## Dataset excerpts
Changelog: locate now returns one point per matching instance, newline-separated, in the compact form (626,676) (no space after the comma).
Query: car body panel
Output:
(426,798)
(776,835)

## Task statement
What you hand back must match the records above exactly.

## Finished task
Changelog: locate now returns one point per matching instance, newline-separated, in the compact form (626,676) (no space after the comma).
Query: car body panel
Output:
(426,798)
(776,835)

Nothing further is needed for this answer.